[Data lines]
↓↓↓
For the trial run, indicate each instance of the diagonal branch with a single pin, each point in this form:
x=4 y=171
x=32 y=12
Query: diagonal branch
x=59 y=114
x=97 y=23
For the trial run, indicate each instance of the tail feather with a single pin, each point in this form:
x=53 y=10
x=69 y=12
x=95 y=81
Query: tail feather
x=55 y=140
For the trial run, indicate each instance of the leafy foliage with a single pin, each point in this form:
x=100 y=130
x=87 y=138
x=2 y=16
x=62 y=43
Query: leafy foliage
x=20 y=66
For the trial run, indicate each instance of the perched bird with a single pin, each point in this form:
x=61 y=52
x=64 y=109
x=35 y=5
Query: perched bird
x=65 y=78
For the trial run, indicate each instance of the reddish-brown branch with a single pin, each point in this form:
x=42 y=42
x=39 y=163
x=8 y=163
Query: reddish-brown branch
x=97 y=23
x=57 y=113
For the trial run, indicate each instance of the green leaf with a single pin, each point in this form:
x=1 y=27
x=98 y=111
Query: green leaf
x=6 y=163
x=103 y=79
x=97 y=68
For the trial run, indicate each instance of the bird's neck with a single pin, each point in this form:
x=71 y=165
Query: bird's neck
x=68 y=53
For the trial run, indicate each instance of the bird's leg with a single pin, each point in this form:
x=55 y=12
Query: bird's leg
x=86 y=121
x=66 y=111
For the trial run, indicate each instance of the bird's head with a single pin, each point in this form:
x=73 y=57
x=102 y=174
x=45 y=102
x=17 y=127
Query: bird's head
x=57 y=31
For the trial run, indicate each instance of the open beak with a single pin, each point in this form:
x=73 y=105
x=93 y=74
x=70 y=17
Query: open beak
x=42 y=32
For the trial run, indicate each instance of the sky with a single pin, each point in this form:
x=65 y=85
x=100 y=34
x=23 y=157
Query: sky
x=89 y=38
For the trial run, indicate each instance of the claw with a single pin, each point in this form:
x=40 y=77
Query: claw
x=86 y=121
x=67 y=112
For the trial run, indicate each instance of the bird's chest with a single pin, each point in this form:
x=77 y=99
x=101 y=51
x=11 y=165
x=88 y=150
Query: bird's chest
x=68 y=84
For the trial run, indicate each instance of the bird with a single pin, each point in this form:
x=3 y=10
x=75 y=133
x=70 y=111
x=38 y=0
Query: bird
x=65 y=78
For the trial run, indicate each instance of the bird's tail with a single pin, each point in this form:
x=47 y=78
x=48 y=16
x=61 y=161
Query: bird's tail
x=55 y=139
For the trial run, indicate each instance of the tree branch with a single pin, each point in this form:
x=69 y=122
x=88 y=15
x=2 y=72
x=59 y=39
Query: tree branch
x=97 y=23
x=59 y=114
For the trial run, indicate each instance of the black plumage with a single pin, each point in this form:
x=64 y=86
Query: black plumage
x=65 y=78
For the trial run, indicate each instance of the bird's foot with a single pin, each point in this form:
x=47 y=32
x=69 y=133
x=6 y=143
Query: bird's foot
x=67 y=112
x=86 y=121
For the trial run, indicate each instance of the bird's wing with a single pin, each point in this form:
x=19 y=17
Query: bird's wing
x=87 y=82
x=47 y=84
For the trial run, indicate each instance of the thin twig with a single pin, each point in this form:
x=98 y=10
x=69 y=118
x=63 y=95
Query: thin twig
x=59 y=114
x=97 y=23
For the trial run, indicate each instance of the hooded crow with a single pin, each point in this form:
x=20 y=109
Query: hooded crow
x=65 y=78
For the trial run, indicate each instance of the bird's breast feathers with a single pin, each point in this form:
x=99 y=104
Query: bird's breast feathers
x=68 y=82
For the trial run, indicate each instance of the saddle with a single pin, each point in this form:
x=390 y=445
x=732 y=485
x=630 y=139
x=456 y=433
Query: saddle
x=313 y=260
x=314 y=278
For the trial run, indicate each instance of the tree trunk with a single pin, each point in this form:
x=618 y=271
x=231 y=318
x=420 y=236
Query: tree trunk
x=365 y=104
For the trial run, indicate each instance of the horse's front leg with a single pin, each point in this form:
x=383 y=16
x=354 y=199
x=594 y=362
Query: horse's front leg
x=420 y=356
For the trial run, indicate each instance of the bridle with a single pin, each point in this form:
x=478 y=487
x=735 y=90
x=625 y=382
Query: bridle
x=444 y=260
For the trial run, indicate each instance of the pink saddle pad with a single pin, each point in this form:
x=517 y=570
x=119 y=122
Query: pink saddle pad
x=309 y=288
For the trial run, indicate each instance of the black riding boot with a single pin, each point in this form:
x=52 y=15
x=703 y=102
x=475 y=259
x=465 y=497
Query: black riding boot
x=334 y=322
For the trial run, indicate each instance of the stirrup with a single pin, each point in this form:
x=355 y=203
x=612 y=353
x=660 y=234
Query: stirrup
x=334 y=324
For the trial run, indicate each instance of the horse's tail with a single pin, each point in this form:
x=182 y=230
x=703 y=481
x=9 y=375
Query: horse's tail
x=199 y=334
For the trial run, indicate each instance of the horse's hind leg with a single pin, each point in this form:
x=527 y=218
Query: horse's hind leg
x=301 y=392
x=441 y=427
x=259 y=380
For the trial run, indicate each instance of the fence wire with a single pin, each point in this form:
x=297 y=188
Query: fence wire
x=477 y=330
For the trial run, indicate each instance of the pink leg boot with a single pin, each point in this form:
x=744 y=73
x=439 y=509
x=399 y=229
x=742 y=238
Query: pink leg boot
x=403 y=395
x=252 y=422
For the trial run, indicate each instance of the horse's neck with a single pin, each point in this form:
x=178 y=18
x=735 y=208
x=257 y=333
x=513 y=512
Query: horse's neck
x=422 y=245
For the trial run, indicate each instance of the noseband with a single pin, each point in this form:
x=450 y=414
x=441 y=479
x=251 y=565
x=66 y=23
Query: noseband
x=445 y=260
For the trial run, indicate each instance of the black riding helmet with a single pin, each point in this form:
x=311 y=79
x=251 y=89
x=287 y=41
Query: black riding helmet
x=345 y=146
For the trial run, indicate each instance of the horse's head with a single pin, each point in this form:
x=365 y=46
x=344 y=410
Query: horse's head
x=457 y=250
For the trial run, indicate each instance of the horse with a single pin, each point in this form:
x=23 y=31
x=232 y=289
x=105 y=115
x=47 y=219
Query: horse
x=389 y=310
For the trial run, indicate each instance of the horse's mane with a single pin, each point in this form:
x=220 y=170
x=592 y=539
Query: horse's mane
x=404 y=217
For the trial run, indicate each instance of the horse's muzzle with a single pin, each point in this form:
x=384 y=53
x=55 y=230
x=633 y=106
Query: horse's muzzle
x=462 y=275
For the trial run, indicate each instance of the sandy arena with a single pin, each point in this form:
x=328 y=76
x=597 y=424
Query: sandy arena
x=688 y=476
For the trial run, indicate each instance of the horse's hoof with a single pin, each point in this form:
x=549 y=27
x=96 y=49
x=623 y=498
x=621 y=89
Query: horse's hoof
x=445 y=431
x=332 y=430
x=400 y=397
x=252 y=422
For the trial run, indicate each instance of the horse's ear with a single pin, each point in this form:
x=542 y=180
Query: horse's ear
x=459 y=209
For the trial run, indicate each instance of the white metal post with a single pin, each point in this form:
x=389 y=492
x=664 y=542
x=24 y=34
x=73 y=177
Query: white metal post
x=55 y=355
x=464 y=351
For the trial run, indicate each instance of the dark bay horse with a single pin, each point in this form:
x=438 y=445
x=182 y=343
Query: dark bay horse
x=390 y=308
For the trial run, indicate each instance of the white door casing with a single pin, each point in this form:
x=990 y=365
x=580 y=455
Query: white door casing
↑↑↑
• Instructions to follow
Write out the records exactly, beginning at the line that contains "For the trial run, indicate each instance of the tree branch" and stopping after the line that contains "x=365 y=104".

• Exercise response
For the trial run, indicate each instance of the tree branch with a single pin, each point in this form:
x=69 y=122
x=88 y=15
x=2 y=72
x=59 y=39
Query: tree branch
x=97 y=23
x=59 y=114
For the trial run, indicate each instance of the black plumage with a single pin, each point in this form:
x=64 y=86
Query: black plumage
x=65 y=78
For the trial run, indicate each instance of the bird's foot with a single pin, each point in this form:
x=47 y=32
x=69 y=133
x=6 y=143
Query: bird's foot
x=67 y=112
x=86 y=121
For the trial run, indicate each instance of the bird's wing with a single pin, each point in this form:
x=19 y=17
Query: bird's wing
x=87 y=82
x=47 y=84
For the trial run, indicate each instance of the thin twig with a single pin, each point in this form:
x=98 y=10
x=69 y=118
x=63 y=95
Query: thin twig
x=59 y=114
x=97 y=23
For the trial run, indicate each instance of the hooded crow with a single pin, each point in this form:
x=20 y=109
Query: hooded crow
x=65 y=78
For the trial run, indicate each instance of the bird's breast feathers with a single pin, each point in this form:
x=99 y=104
Query: bird's breast feathers
x=68 y=82
For the trial run, indicate each instance of the saddle with a single pin, each point in this form:
x=390 y=445
x=732 y=485
x=630 y=139
x=456 y=433
Query: saddle
x=313 y=260
x=314 y=278
For the trial run, indicate each instance of the tree trunk with a single pin, each point in this form:
x=618 y=271
x=231 y=318
x=420 y=236
Query: tree trunk
x=365 y=104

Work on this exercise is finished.